# [WORK ITEM]
With the pictures left out, repeat every entry that follows exactly.

### TASK INPUT

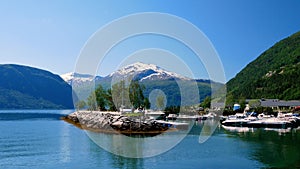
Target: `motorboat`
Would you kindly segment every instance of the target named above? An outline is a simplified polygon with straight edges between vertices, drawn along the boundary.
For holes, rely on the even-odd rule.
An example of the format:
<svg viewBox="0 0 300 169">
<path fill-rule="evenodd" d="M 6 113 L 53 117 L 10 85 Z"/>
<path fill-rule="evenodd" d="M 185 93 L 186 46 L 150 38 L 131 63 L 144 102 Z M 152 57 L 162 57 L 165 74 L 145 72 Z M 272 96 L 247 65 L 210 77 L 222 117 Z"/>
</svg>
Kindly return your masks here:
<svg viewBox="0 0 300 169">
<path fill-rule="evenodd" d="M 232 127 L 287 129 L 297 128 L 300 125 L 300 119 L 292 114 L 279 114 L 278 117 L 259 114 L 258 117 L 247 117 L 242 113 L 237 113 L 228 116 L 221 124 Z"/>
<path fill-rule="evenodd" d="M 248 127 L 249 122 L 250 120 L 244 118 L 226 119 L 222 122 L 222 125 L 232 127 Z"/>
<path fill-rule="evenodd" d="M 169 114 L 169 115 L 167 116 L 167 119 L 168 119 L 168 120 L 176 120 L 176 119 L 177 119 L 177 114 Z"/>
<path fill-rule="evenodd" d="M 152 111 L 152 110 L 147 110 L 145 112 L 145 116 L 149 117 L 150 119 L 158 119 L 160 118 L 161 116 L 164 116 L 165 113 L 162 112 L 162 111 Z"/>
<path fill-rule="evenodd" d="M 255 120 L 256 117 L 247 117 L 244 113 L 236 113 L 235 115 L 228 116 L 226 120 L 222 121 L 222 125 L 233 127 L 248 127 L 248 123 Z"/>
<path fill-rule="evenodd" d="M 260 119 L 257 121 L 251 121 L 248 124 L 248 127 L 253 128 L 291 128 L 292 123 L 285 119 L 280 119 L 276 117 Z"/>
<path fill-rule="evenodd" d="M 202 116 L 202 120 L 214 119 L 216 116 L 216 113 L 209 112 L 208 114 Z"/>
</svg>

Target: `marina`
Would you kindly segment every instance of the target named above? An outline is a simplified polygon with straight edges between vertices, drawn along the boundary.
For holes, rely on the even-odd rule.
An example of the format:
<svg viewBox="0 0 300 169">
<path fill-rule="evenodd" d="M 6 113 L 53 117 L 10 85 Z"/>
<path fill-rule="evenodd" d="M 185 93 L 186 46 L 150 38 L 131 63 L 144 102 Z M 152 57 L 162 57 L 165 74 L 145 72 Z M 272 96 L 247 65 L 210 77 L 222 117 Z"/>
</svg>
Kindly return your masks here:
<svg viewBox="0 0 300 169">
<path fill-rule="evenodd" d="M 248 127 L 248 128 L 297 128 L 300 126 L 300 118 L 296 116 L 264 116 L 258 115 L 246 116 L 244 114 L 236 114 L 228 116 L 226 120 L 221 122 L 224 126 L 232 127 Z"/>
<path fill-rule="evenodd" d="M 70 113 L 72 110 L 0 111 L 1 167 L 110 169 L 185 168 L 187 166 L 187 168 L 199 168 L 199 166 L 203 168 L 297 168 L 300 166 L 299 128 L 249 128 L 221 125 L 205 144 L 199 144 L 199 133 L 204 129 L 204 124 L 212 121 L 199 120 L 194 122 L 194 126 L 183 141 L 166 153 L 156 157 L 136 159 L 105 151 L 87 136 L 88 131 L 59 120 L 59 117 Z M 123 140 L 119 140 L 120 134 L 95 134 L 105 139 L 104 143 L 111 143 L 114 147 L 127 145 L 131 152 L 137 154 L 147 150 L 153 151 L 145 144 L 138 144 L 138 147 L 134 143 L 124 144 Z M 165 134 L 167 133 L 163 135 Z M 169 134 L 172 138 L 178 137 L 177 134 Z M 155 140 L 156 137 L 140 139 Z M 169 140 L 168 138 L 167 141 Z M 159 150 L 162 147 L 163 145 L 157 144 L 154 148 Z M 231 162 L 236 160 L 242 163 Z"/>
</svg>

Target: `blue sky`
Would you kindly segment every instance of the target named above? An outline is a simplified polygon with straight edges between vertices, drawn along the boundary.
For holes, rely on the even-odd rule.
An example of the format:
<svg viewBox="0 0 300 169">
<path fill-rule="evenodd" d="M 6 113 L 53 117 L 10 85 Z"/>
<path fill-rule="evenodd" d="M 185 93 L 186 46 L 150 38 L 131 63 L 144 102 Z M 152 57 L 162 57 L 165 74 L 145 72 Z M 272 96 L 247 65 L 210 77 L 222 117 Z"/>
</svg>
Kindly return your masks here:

######

# [YOUR SOLUTION]
Target: `motorboat`
Would you kindly segment every instance of the target named above? An outline is a simplified polygon with straight edges between vertices, drawn along the boundary.
For holes, rely on the even-odd rule.
An example of the format:
<svg viewBox="0 0 300 169">
<path fill-rule="evenodd" d="M 6 113 L 53 117 L 10 85 Z"/>
<path fill-rule="evenodd" d="M 185 93 L 186 46 L 150 38 L 131 63 L 144 102 Z M 152 57 L 162 57 L 165 74 L 145 72 Z M 272 96 L 247 65 L 210 77 L 222 117 Z"/>
</svg>
Kindly return your masks here:
<svg viewBox="0 0 300 169">
<path fill-rule="evenodd" d="M 232 127 L 287 129 L 297 128 L 300 125 L 300 119 L 292 114 L 279 114 L 278 117 L 259 114 L 258 117 L 247 117 L 242 113 L 237 113 L 228 116 L 221 124 Z"/>
<path fill-rule="evenodd" d="M 248 127 L 249 122 L 250 120 L 244 118 L 226 119 L 222 122 L 222 125 L 232 127 Z"/>
<path fill-rule="evenodd" d="M 169 114 L 169 115 L 167 116 L 167 119 L 168 119 L 168 120 L 176 120 L 176 119 L 177 119 L 177 114 Z"/>
<path fill-rule="evenodd" d="M 152 111 L 152 110 L 147 110 L 145 112 L 145 116 L 149 117 L 150 119 L 158 119 L 160 118 L 161 116 L 164 116 L 165 113 L 162 112 L 162 111 Z"/>
<path fill-rule="evenodd" d="M 255 120 L 256 117 L 247 117 L 244 113 L 236 113 L 235 115 L 228 116 L 226 120 L 222 121 L 222 125 L 233 127 L 248 127 L 248 123 Z"/>
<path fill-rule="evenodd" d="M 260 119 L 257 121 L 251 121 L 248 124 L 248 127 L 253 128 L 291 128 L 292 123 L 285 119 L 280 119 L 276 117 Z"/>
<path fill-rule="evenodd" d="M 202 116 L 202 120 L 214 119 L 216 116 L 216 113 L 209 112 L 208 114 Z"/>
</svg>

Target: `marina`
Would you kindly segment every instance of the target named above? An outline is a simplified polygon with straight edges between vertices, drawn along the boundary.
For holes, rely on the even-odd rule.
An example of the format:
<svg viewBox="0 0 300 169">
<path fill-rule="evenodd" d="M 6 113 L 53 117 L 10 85 Z"/>
<path fill-rule="evenodd" d="M 185 93 L 186 46 L 150 38 L 131 63 L 144 102 Z M 152 57 L 162 57 L 165 74 L 145 72 Z M 272 96 L 247 65 L 210 77 L 222 117 Z"/>
</svg>
Kindly return your masks here:
<svg viewBox="0 0 300 169">
<path fill-rule="evenodd" d="M 248 127 L 248 128 L 297 128 L 300 126 L 300 118 L 296 116 L 264 116 L 258 115 L 246 116 L 244 114 L 236 114 L 228 116 L 226 120 L 221 122 L 224 126 L 232 127 Z"/>
<path fill-rule="evenodd" d="M 70 113 L 72 110 L 0 111 L 1 167 L 110 169 L 185 168 L 187 166 L 187 168 L 199 168 L 199 166 L 203 168 L 297 168 L 300 166 L 299 128 L 249 128 L 221 125 L 205 144 L 199 144 L 199 133 L 204 129 L 204 124 L 212 121 L 199 120 L 194 122 L 194 126 L 183 141 L 166 153 L 156 157 L 136 159 L 105 151 L 87 136 L 88 131 L 59 120 L 59 117 Z M 123 140 L 119 140 L 120 134 L 95 134 L 105 139 L 104 143 L 111 143 L 114 147 L 127 145 L 131 152 L 137 154 L 147 150 L 153 151 L 145 144 L 138 144 L 138 147 L 134 143 L 124 144 Z M 165 134 L 167 133 L 163 135 Z M 169 134 L 172 138 L 178 137 L 177 134 Z M 155 140 L 156 137 L 140 139 Z M 169 140 L 168 138 L 167 141 Z M 159 150 L 162 147 L 163 145 L 157 144 L 154 148 Z M 231 162 L 236 160 L 242 163 Z"/>
</svg>

Target: `blue sky`
Would you kindly segment every instance of the target named above? An outline is a simplified polygon with straight edges between vertices, drawn along the boundary.
For holes, rely on the even-odd rule.
An example of the format:
<svg viewBox="0 0 300 169">
<path fill-rule="evenodd" d="M 6 113 L 53 117 L 10 85 Z"/>
<path fill-rule="evenodd" d="M 185 93 L 186 46 L 150 38 L 131 63 L 144 102 Z M 152 57 L 162 57 L 165 74 L 145 72 Z M 272 96 L 247 65 L 210 77 L 222 117 Z"/>
</svg>
Kindly return your masks here:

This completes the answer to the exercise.